İstenen görev A. Aşağıdaki listede "Detect the white sneaker" geçen satırdan "xmin=68 ymin=348 xmax=294 ymax=518" geçen satıra kadar olan satırları, iki uç satır da dahil, kelimesi kelimesine yeniden yazın.

Kaynak metin.

Ötüken, Ötügen veya Ötüken Ormanı, ; Türklerin Orta Asya'daki kutsal başkentidir ve Moğollar tarafından da kutsal kabul edilir. Ormanlarla kaplı bir dağ olan "Ötüken Dağı" da eski Türkler tarafından kutsal kabul edilir. Çince kaynaklarda U-te-kien şeklinde geçtiği ve Çin kaynaklarında dağ ismi olarak geçen Tu-kin, Yü-tü-kiün ile ilişkili olabileceği belirtilmektedir. Ötügen (Ötüken) Türklerin yeryüzünde ilk var olduğu ve oradan Dünya’ya dağıldığı yerin adı olarak da kabul edilmektedir. Teoman tarafından kurulan Büyük Hun Devleti'nin başkenti de Ötüken idi. Ayrıca Orhun Nehri kaynaklarını bu bölgeden alır ve Göktürk Kağanlığı’nın da başkenti yine bu yörede kurulmuştur. İnanca göre bütün büyük devletlerin başkenti burada kurulmalı idi. Gerçekten de pek çok Türk ve Moğol Devleti biraz genişledikten sonra başkentlerini bu bölgeye taşımışlardır. Ötüken dağının Nama adında bir koruyucu ruhu vardı.

İstenen görev B. Yukarıdaki Ötüken metnini baştan sona, tek harfini bile değiştirmeden alıntılayın.

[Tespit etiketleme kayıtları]
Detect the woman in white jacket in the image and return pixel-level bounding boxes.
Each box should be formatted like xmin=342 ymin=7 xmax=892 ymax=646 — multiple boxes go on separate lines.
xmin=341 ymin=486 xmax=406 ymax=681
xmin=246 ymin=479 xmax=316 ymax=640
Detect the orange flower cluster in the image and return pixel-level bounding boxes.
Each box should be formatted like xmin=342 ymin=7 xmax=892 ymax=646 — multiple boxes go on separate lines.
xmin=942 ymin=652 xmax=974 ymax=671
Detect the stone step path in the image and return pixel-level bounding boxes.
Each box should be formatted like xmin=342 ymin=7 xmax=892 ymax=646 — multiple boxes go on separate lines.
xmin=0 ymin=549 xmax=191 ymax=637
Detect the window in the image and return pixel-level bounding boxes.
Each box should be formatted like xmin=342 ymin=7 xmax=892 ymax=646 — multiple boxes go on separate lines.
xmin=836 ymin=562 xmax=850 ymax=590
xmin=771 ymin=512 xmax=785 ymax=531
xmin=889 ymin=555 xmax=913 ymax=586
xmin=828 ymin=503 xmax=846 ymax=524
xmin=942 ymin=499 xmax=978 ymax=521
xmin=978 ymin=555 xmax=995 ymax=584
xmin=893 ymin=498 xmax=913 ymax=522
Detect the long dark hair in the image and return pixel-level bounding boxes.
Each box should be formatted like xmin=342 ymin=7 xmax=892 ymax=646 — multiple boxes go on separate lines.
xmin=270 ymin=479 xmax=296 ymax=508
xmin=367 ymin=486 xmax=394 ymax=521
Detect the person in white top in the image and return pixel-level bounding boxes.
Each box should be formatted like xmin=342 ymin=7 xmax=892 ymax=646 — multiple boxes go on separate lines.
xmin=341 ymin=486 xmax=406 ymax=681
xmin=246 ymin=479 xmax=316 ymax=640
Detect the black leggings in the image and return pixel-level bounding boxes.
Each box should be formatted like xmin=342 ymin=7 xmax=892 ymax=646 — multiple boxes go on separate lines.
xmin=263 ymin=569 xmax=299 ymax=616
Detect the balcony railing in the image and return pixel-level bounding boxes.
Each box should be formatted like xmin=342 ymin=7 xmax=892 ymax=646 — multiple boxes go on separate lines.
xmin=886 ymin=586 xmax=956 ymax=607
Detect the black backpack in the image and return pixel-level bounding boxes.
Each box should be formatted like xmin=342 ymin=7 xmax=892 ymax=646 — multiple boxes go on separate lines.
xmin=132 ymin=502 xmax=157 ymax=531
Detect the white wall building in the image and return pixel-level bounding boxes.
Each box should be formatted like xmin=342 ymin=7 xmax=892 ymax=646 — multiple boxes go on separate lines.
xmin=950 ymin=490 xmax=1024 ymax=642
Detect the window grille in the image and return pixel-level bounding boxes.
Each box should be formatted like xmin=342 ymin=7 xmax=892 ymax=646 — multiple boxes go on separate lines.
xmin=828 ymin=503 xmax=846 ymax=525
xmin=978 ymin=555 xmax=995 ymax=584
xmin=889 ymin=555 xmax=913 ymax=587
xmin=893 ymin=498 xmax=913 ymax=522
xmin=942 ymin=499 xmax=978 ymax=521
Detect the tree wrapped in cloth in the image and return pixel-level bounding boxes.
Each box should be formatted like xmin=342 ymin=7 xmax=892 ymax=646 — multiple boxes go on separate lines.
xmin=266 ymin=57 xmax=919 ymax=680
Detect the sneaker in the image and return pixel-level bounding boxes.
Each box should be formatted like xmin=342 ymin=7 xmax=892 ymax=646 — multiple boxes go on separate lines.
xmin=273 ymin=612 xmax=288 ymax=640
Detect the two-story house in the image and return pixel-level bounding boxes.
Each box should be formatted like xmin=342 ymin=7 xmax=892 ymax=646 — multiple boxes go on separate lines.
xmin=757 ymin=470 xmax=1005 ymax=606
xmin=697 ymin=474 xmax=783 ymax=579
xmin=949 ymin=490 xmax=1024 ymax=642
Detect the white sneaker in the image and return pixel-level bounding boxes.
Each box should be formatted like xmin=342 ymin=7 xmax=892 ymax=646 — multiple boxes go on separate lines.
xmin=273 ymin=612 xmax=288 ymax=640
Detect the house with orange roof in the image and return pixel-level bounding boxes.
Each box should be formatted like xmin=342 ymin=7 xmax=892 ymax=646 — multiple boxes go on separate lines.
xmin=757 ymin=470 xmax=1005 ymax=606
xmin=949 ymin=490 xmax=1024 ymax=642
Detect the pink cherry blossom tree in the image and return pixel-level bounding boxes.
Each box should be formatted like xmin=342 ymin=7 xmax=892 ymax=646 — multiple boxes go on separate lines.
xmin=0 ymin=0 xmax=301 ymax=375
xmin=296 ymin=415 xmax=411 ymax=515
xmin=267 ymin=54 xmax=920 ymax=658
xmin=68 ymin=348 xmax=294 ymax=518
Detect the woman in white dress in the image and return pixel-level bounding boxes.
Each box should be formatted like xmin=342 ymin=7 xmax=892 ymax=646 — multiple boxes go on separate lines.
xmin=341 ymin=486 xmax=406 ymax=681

Doğru cevap A.
Detect the white sneaker in the image and return pixel-level bounding boxes.
Each box should be formatted like xmin=342 ymin=7 xmax=892 ymax=646 — multiple boxes go on separate lines.
xmin=273 ymin=612 xmax=288 ymax=640
Detect the house with orange roof in the image and return pixel-level bounding boxes.
Each box should be formatted like xmin=342 ymin=7 xmax=892 ymax=646 — multiple boxes go on separate lines.
xmin=757 ymin=470 xmax=1005 ymax=606
xmin=949 ymin=490 xmax=1024 ymax=642
Detect the pink cherry blossom tree in the image and return pixel-level bounding boxes.
Each box should be formatted like xmin=342 ymin=7 xmax=892 ymax=646 — multiple boxes go on separate lines.
xmin=0 ymin=0 xmax=301 ymax=375
xmin=296 ymin=415 xmax=411 ymax=515
xmin=267 ymin=54 xmax=920 ymax=658
xmin=68 ymin=348 xmax=294 ymax=518

Doğru cevap B.
Ötüken, Ötügen veya Ötüken Ormanı, ; Türklerin Orta Asya'daki kutsal başkentidir ve Moğollar tarafından da kutsal kabul edilir. Ormanlarla kaplı bir dağ olan "Ötüken Dağı" da eski Türkler tarafından kutsal kabul edilir. Çince kaynaklarda U-te-kien şeklinde geçtiği ve Çin kaynaklarında dağ ismi olarak geçen Tu-kin, Yü-tü-kiün ile ilişkili olabileceği belirtilmektedir. Ötügen (Ötüken) Türklerin yeryüzünde ilk var olduğu ve oradan Dünya’ya dağıldığı yerin adı olarak da kabul edilmektedir. Teoman tarafından kurulan Büyük Hun Devleti'nin başkenti de Ötüken idi. Ayrıca Orhun Nehri kaynaklarını bu bölgeden alır ve Göktürk Kağanlığı’nın da başkenti yine bu yörede kurulmuştur. İnanca göre bütün büyük devletlerin başkenti burada kurulmalı idi. Gerçekten de pek çok Türk ve Moğol Devleti biraz genişledikten sonra başkentlerini bu bölgeye taşımışlardır. Ötüken dağının Nama adında bir koruyucu ruhu vardı.